▶

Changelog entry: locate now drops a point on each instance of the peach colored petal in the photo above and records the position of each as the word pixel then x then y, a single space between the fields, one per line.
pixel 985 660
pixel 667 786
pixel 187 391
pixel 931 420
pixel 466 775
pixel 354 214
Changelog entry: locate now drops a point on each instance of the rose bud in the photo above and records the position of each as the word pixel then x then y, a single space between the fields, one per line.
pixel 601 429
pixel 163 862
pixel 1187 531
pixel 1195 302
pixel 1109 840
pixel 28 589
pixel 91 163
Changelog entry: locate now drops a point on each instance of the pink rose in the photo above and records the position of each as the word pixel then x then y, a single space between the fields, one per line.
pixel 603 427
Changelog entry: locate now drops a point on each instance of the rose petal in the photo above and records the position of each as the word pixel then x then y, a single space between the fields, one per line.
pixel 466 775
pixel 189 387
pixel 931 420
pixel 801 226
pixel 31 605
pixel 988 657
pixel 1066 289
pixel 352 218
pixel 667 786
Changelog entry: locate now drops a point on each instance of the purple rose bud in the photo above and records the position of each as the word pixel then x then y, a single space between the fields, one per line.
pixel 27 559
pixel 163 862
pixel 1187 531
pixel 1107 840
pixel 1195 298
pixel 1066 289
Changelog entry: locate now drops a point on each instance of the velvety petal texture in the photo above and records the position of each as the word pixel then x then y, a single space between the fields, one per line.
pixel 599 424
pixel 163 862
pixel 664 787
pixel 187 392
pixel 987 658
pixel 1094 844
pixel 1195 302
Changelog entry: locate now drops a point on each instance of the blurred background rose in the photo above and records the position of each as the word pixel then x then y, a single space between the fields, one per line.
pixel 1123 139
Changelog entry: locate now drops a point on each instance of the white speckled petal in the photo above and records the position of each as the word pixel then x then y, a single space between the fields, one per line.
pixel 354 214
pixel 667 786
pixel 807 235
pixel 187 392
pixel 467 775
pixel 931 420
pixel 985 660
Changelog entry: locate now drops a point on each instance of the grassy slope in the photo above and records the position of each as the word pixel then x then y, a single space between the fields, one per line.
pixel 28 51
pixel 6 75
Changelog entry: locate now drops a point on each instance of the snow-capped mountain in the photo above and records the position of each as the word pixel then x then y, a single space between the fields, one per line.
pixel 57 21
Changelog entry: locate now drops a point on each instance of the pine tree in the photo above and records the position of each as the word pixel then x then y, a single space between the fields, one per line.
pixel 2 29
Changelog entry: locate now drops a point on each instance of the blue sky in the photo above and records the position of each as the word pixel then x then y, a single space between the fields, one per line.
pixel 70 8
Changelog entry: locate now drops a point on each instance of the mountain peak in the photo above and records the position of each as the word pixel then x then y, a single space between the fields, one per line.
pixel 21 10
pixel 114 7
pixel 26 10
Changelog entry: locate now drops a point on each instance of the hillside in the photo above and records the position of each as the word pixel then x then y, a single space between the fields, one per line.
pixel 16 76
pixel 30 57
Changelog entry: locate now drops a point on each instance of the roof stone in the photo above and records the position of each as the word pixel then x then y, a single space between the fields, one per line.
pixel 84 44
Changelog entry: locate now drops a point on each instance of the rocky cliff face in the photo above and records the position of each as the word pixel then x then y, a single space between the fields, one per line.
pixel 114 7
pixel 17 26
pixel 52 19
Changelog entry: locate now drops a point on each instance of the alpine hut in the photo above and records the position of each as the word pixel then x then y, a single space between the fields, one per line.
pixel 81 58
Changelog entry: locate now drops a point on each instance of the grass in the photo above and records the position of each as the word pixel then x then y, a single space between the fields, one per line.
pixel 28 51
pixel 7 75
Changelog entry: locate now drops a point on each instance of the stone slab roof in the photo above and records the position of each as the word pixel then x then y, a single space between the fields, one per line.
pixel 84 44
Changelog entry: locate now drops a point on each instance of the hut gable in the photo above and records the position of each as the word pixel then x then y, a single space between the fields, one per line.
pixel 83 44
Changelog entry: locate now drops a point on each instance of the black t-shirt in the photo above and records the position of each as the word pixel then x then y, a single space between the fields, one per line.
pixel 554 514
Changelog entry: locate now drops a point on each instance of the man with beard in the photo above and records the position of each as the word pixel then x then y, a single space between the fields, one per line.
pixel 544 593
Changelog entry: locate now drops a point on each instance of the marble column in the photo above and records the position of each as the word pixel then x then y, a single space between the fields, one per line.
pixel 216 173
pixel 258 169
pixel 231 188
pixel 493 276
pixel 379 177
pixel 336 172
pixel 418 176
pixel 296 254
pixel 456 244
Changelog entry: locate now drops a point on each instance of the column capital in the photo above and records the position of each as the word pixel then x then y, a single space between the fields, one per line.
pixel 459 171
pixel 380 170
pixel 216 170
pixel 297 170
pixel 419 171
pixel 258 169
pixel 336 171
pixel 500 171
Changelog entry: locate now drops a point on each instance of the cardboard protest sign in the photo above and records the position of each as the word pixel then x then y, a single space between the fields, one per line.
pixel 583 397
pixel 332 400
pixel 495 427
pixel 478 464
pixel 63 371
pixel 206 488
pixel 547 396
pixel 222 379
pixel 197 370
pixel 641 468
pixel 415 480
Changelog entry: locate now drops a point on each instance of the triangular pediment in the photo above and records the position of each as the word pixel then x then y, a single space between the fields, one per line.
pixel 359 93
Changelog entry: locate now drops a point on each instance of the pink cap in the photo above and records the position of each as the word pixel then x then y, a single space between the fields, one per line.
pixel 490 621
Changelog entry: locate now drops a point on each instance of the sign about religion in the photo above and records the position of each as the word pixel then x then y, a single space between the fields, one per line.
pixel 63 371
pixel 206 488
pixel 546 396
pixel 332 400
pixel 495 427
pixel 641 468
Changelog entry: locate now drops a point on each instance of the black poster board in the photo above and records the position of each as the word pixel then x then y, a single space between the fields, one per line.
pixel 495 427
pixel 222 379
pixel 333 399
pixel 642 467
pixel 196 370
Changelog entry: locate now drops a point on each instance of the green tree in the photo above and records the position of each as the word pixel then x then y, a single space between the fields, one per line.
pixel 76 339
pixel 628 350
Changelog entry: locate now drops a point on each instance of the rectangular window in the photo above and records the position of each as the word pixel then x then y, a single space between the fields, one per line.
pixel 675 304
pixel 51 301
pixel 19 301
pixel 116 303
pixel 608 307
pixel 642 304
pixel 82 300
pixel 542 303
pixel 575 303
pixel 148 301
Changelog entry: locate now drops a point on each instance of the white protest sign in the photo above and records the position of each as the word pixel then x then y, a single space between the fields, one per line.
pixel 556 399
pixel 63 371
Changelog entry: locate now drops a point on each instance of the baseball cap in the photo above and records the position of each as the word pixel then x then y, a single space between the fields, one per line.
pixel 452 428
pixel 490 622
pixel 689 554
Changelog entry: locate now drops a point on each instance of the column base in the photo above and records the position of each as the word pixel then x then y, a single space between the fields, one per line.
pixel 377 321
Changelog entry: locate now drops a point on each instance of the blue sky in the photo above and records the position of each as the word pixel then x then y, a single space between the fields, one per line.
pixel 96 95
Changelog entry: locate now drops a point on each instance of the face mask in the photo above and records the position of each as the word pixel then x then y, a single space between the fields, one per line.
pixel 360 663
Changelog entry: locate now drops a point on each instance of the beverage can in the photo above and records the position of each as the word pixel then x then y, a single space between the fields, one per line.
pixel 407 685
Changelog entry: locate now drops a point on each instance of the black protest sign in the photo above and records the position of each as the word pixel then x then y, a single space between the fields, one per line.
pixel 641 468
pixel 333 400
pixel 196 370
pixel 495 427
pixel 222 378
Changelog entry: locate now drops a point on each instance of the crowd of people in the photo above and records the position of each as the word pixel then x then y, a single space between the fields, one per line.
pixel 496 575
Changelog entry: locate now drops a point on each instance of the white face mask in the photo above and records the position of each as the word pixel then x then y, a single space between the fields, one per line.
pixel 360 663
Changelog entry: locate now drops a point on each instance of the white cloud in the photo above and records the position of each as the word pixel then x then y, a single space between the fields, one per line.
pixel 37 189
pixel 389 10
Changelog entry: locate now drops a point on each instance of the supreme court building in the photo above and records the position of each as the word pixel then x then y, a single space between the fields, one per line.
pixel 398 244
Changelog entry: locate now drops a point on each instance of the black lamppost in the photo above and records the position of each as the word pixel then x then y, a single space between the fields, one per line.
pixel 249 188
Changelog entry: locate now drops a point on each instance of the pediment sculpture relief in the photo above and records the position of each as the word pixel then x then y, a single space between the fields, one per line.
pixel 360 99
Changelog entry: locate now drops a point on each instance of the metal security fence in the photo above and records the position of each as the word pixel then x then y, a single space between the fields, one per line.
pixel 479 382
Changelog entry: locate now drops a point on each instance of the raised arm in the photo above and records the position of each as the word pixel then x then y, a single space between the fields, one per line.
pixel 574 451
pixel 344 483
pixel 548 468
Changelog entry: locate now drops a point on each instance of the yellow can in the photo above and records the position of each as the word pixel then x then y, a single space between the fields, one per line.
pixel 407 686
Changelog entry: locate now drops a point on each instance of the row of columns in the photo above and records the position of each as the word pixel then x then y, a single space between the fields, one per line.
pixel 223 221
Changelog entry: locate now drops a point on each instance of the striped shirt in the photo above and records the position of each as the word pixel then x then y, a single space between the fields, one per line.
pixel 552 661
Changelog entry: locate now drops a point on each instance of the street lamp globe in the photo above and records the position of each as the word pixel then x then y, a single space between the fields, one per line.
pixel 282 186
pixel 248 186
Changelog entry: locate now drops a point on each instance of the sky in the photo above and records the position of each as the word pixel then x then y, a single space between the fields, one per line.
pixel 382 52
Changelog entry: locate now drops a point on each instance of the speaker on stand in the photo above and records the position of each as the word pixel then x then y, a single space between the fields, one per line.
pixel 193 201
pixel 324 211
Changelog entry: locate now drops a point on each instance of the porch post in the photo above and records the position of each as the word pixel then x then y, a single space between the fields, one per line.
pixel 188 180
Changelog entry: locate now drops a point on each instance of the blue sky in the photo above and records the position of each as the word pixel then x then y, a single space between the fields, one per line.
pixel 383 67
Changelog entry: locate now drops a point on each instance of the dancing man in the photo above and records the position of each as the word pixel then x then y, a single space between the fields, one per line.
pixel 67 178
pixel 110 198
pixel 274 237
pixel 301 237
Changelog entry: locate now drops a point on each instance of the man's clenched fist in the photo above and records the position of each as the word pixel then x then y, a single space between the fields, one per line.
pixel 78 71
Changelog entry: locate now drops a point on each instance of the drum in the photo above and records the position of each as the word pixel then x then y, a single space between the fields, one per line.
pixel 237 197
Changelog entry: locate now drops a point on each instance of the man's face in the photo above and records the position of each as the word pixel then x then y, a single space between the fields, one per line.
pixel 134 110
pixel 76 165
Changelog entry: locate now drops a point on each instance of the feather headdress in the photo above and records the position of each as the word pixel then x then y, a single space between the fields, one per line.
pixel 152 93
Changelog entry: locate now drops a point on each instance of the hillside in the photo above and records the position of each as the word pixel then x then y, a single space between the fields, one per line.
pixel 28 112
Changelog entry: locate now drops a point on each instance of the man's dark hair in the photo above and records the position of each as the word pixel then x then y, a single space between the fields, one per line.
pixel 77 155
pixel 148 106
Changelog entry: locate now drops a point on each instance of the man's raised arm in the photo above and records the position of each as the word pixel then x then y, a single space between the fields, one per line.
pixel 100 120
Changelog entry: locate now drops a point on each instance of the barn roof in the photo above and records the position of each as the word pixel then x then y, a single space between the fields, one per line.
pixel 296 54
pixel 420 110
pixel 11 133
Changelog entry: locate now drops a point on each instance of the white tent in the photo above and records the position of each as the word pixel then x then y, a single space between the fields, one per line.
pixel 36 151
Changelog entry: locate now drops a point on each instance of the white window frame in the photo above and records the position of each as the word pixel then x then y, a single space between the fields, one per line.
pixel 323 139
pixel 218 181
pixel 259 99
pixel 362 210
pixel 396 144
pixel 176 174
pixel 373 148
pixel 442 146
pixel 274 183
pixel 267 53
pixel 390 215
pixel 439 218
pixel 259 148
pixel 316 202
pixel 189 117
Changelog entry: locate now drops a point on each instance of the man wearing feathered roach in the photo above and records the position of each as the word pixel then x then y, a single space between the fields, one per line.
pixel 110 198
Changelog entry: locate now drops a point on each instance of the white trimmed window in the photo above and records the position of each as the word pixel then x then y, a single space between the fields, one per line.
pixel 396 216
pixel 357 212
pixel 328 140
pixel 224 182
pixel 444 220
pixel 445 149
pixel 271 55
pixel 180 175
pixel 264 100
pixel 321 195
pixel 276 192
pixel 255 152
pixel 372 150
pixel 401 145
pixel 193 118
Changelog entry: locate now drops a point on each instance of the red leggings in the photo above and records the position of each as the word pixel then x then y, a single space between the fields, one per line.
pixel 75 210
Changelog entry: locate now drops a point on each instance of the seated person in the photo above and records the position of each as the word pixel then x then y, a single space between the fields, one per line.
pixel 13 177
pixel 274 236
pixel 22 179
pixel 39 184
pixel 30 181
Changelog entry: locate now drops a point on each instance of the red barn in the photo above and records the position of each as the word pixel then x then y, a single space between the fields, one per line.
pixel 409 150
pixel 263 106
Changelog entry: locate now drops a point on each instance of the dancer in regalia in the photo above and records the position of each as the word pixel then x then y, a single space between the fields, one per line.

◀

**Task objective:** Please transcribe exactly the line containing "of the seated" and every line after it through the end of the records, and nothing else.

**Response area:**
Changelog entry: locate now drops a point on each instance of the seated person in the photo above and records the position of each as the word pixel then x then y, a single space between the fields, one per line.
pixel 13 177
pixel 274 236
pixel 22 179
pixel 39 184
pixel 30 181
Changelog entry: locate now drops a point on each instance of the red barn in the photo above and records the position of each as the word pixel then x then y, a single space between the fields, one per line.
pixel 409 150
pixel 263 106
Changelog entry: locate now drops a point on each instance of the dancer in regalia in the photo above and records the position of each as the word pixel then x then y, a single space between the fields, one per line.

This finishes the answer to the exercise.